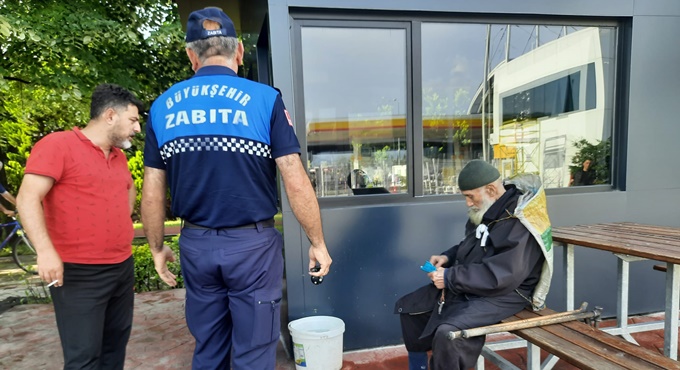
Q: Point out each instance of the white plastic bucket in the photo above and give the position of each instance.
(317, 342)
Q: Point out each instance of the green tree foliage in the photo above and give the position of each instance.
(55, 52)
(136, 166)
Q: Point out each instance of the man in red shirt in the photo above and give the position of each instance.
(75, 200)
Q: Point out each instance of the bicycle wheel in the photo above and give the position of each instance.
(24, 255)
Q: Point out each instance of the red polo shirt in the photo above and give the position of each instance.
(87, 211)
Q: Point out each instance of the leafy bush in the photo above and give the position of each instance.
(146, 277)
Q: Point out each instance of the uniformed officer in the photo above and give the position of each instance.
(216, 140)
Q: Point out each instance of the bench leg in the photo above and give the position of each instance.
(623, 277)
(495, 359)
(480, 363)
(533, 357)
(568, 264)
(672, 306)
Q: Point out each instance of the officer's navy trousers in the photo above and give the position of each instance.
(233, 282)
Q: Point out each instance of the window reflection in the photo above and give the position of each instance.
(527, 98)
(355, 110)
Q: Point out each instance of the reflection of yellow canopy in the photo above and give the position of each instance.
(386, 129)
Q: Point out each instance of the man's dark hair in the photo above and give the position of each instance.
(107, 96)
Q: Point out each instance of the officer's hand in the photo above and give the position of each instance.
(438, 278)
(160, 261)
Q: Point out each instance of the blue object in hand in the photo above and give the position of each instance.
(428, 267)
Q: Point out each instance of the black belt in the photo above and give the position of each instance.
(254, 225)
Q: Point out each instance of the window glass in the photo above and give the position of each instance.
(526, 98)
(355, 109)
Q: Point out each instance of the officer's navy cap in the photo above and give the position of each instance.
(195, 30)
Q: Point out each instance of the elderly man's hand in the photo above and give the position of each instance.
(437, 278)
(439, 261)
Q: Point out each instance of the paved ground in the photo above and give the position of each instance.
(160, 339)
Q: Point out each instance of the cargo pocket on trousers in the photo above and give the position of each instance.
(267, 318)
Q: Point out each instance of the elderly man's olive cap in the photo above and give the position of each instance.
(476, 174)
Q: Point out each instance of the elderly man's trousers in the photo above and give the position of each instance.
(461, 353)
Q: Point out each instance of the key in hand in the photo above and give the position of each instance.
(316, 280)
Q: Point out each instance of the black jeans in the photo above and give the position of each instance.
(94, 314)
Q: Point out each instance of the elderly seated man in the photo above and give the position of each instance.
(490, 275)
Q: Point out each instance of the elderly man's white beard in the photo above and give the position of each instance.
(477, 213)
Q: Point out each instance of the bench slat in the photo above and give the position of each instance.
(566, 351)
(610, 348)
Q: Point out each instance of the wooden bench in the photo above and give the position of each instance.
(587, 347)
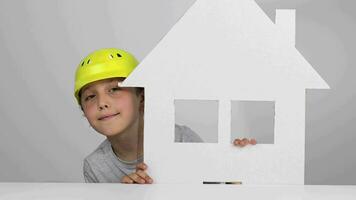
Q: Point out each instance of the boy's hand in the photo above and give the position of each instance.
(140, 176)
(244, 142)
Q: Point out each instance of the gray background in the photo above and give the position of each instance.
(199, 115)
(43, 134)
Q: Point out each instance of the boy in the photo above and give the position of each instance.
(117, 113)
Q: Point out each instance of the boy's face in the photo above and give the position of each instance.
(111, 109)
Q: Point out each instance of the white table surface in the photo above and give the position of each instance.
(71, 191)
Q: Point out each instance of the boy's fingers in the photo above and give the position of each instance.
(141, 166)
(127, 179)
(237, 142)
(244, 142)
(136, 178)
(145, 176)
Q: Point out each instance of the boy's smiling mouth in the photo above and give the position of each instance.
(109, 116)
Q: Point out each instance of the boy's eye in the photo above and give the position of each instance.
(114, 89)
(89, 97)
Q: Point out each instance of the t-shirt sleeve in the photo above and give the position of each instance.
(88, 173)
(185, 134)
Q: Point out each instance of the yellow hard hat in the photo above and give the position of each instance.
(103, 64)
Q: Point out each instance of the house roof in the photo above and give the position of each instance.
(227, 42)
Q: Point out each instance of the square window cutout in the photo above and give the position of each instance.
(253, 119)
(196, 121)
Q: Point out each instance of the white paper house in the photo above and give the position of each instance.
(227, 50)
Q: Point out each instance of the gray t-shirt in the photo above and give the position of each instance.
(103, 166)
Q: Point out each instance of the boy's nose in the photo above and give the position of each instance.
(103, 103)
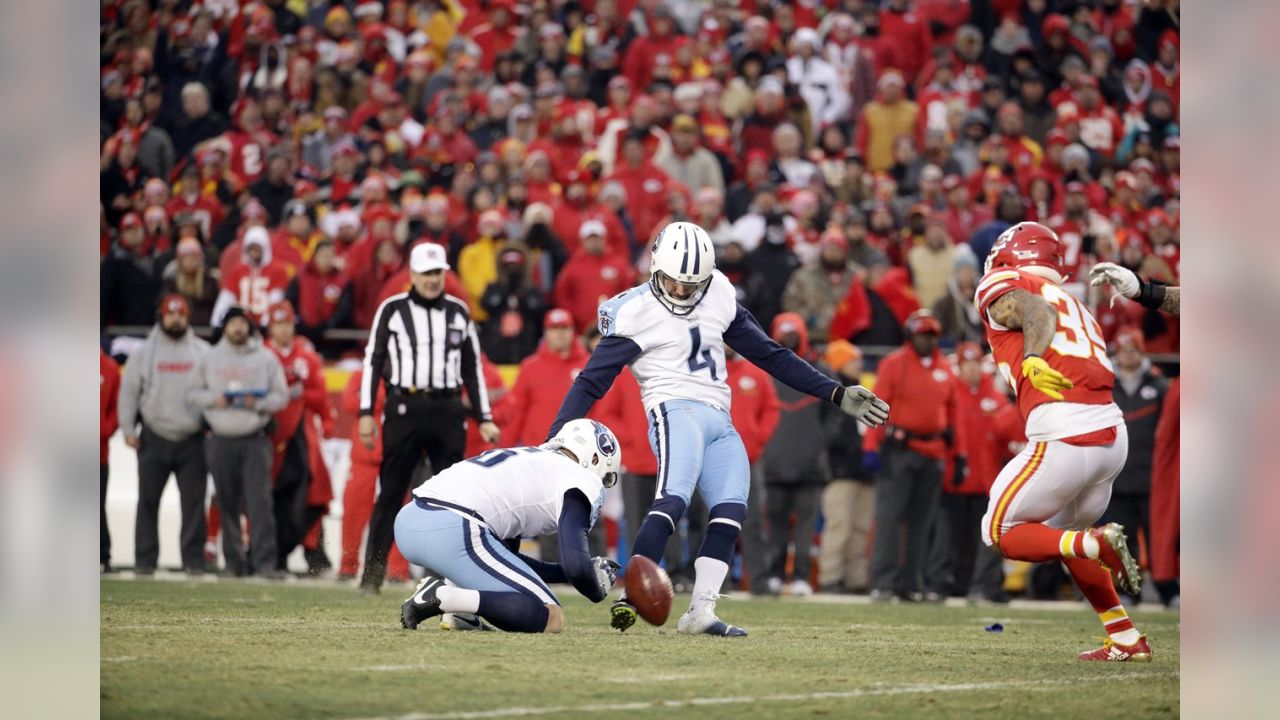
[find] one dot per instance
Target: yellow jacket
(881, 124)
(478, 267)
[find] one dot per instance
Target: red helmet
(1027, 246)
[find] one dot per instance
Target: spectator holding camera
(240, 386)
(910, 452)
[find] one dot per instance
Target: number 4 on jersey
(699, 356)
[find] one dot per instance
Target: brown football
(649, 589)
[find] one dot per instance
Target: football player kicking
(1045, 502)
(460, 520)
(671, 331)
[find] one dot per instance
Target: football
(649, 589)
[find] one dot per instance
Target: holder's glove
(1045, 378)
(863, 404)
(606, 573)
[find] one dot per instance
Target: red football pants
(357, 506)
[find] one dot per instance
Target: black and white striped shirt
(419, 343)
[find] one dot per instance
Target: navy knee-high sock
(657, 527)
(513, 611)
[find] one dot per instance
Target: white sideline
(745, 700)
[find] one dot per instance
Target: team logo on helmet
(604, 440)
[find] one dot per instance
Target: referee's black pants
(412, 425)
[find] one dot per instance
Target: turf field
(304, 650)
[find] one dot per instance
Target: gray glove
(863, 404)
(606, 573)
(1124, 279)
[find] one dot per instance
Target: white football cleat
(800, 588)
(464, 621)
(700, 620)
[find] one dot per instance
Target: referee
(424, 346)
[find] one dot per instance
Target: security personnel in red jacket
(295, 440)
(357, 497)
(912, 449)
(109, 392)
(755, 411)
(755, 408)
(544, 379)
(959, 563)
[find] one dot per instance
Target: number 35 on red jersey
(1078, 350)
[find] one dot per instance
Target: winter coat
(232, 372)
(1142, 409)
(155, 383)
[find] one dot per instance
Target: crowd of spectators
(862, 156)
(854, 160)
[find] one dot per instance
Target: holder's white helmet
(594, 445)
(684, 256)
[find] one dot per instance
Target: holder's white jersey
(681, 356)
(519, 492)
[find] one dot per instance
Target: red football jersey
(1078, 350)
(256, 288)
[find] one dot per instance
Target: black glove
(960, 470)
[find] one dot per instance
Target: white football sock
(458, 600)
(708, 578)
(1127, 637)
(1091, 546)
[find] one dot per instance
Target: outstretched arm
(611, 355)
(1148, 294)
(748, 338)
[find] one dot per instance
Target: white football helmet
(685, 255)
(594, 445)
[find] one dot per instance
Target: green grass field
(240, 650)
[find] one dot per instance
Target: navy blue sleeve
(575, 557)
(548, 572)
(611, 355)
(748, 338)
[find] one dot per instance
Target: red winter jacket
(533, 402)
(302, 365)
(319, 294)
(647, 195)
(497, 388)
(755, 409)
(991, 422)
(586, 281)
(351, 406)
(910, 33)
(922, 401)
(624, 413)
(109, 392)
(1165, 487)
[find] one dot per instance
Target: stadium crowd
(854, 162)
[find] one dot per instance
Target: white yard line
(750, 700)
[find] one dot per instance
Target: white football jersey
(517, 491)
(681, 358)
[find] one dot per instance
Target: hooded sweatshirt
(155, 382)
(234, 370)
(254, 287)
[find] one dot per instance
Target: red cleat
(1114, 555)
(1112, 651)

Stated task. Transcribe all of the material exactly, leaving out whatever pictures it contains.

Exercise response.
Q: Point out each instance of the white plastic bucket in the photo above and give the position of each instance.
(317, 342)
Q: Point out each instance of the green tree foliage in the photo above and give the position of each instance.
(55, 52)
(136, 166)
Q: Point out each instance of the man in red shirt in the photo above and give the position of each instance.
(75, 200)
Q: Point out each instance of the bicycle wheel in the photo above and give the position of each instance.
(24, 255)
Q: Point out each instance of the red polo shirt in the photo above and give the position of each instance.
(87, 211)
Q: Point out each instance of the leafy bush in the photo above and give the position of each instance.
(146, 277)
Q: Point out each instance of the uniformed officer in the photo above and give the position of each instance.
(216, 140)
Q: Point out each instance of the bench leg in the photo above and give the position of each instance.
(623, 277)
(495, 359)
(480, 363)
(533, 357)
(568, 264)
(672, 306)
Q: Point out each instance of the officer's navy trousers in the photo above and give the position of each instance.
(233, 282)
Q: Point out each instance of the window reflection in the photo above and give the position of each instance.
(527, 98)
(355, 110)
Q: Point out each instance of the reflection of yellow canopy in the photo above and give the position of each instance.
(386, 129)
Q: Point out each instance of the man's dark hair in the photo above and give the position of each instance.
(107, 96)
Q: Point out each instance of the officer's hand in the photo above and give the position of each instance.
(438, 278)
(160, 261)
Q: Point out each instance of the blue object in hand in the photo above and give the position of each instance.
(428, 267)
Q: Point out each instance of the black belt in the photo above and give the position of each instance.
(254, 225)
Q: Point out each instance of the window glass in the photo above and give the position of each instance.
(526, 98)
(355, 109)
Q: Point out each instance of the officer's navy cap in the photo above and give the position of each instance.
(195, 30)
Q: Point out each instance of the elderly man's hand in the photo above and give the position of each instance.
(437, 278)
(439, 261)
Q: Point out each instance of the paved ground in the photo above and give the position of each instance.
(160, 339)
Q: Point out each instance of the cargo pocket on trousers in the photo above and give the position of each instance.
(267, 318)
Q: Point out each instance of the elderly man's olive cap in the photo above and give the position of each instance.
(476, 174)
Q: Point out each instance of the elderly man's trousers in the photo above and give the position of each instance.
(461, 353)
Q: Point out each instance of the key in hand in the photo above and give the position of each instance.
(316, 280)
Q: Point out each instance of the black jeans in the photo above and give the position of each instance.
(94, 314)
Q: Point out each instance of the elderly seated man in the photo above and give the position of each instance.
(490, 275)
Q: Point out each instance of the elderly man's white beard in the photo above and give the position of each instance.
(477, 213)
Q: Point out each instance of the bench slat in the photo above and give the position of each instance.
(566, 351)
(610, 348)
Q: Point out each instance of the wooden bench in the photo above and give the position of each instance.
(587, 347)
Q: Point out each instance of the boy's hand in the photo above and give the position of each instance.
(140, 176)
(244, 142)
Q: Point out each instance of the gray background in the photo above and give the position of each instance.
(199, 115)
(43, 134)
Q: Point out each instance of the boy in the photo above and give the position of each instance.
(117, 113)
Q: Point out each instance of the boy's face in the photo above and give the position of each instance.
(111, 109)
Q: Point out each instance of the white table surface in the photo above and give the position of each instance.
(71, 191)
Q: Point out each instance of the boy's fingers in the photo above and give the position of each instance.
(141, 166)
(127, 179)
(237, 142)
(244, 142)
(136, 178)
(145, 176)
Q: Point out each instance of the boy's smiling mouth in the photo above and give the position of each instance.
(109, 116)
Q: Point out each instance of the boy's eye in the photo above and give the position of each instance.
(114, 89)
(89, 97)
Q: Point out each instance of the t-shirt sleeve in the photo above and give the position of each instance.
(88, 173)
(185, 134)
Q: Point out each instance of the yellow hard hat in the photo above and give the position of each instance.
(103, 64)
Q: Point out each instance of the house roof in the photo above and give the position of each instance.
(227, 42)
Q: Point out each instance of the square window cutout in the photo above and give the position of each instance.
(253, 119)
(196, 121)
Q: Point out each instance of the white paper house in the photo above and give the position of each instance.
(227, 50)
Q: Point out each instance of the gray t-shirt in the photo above and give the position of each instance.
(103, 166)
Q: Point out each instance of the boy's nose in the photo above and give the position of each instance.
(103, 103)
[find] one dot per instance
Target: yellow jacket
(881, 124)
(478, 267)
[find] one dot per instance
Target: red helmet
(1027, 246)
[find] one dot per instance
Target: spectator holding camera
(240, 386)
(910, 452)
[find] one dot per instance
Target: number 4 on jersey
(699, 356)
[find] one dot per instance
Target: brown football
(649, 589)
[find] one dot per instance
Target: football player kicking
(1045, 502)
(460, 520)
(671, 331)
[find] one dot per instance
Target: football
(649, 589)
[find] one dot per instance
Target: holder's glove
(1045, 378)
(863, 404)
(606, 573)
[find] one dot per instance
Target: red football pants
(357, 506)
[find] one dot per instance
Target: black and white striped shirt
(419, 343)
[find] one dot per instance
Target: navy knee-high sock
(657, 527)
(513, 611)
[find] one dot per instance
Target: white sideline
(745, 700)
[find] one dot per instance
Target: team logo on helmet
(604, 440)
[find] one dot per instance
Target: referee's black pants
(412, 425)
[find] one dot per instance
Target: turf field
(304, 650)
[find] one dot per instance
Target: gray glove
(863, 404)
(606, 573)
(1124, 279)
[find] one dot per instance
Target: white football cleat
(800, 588)
(464, 621)
(700, 620)
[find] one dot per instance
Target: referee
(424, 346)
[find] one dot per instance
Target: security personnel in red jacket
(295, 440)
(357, 497)
(912, 449)
(109, 392)
(755, 411)
(755, 408)
(544, 379)
(959, 563)
[find] one dot per instance
Target: number 35 on red jersey
(1078, 350)
[find] one dot per instance
Target: winter coat
(232, 372)
(1142, 409)
(155, 383)
[find] one dot per instance
Target: crowd of spectators
(862, 156)
(854, 160)
[find] one dot per instance
Target: holder's white helmet
(594, 445)
(684, 256)
[find] one dot per instance
Target: holder's white jersey
(681, 356)
(519, 492)
[find] one dot per instance
Target: red football jersey
(1078, 350)
(256, 288)
[find] one dot per instance
Target: black glove
(960, 470)
[find] one dot per instance
Target: white football sock
(458, 600)
(708, 578)
(1127, 637)
(1091, 546)
[find] one dot per instance
Target: outstretched arm
(611, 355)
(1148, 294)
(748, 338)
[find] one dot per instance
Target: white football helmet
(685, 255)
(594, 445)
[find] one dot per instance
Target: green grass field
(240, 650)
[find] one dot per instance
Target: navy blue sleeve
(575, 557)
(548, 572)
(611, 355)
(748, 338)
[find] one dot per instance
Target: red winter jacket
(533, 402)
(302, 365)
(319, 294)
(647, 195)
(497, 388)
(755, 409)
(991, 422)
(586, 281)
(351, 406)
(910, 33)
(922, 401)
(624, 413)
(109, 392)
(1165, 487)
[find] one dot per instance
Target: stadium crowd
(854, 162)
[find] one dot per instance
Target: white yard line
(750, 700)
[find] one dot per instance
Target: white football jersey
(517, 491)
(681, 358)
[find] one dot per instance
Target: hooded sweatshirt
(155, 382)
(234, 370)
(254, 287)
[find] one dot per instance
Target: red cleat
(1114, 555)
(1112, 651)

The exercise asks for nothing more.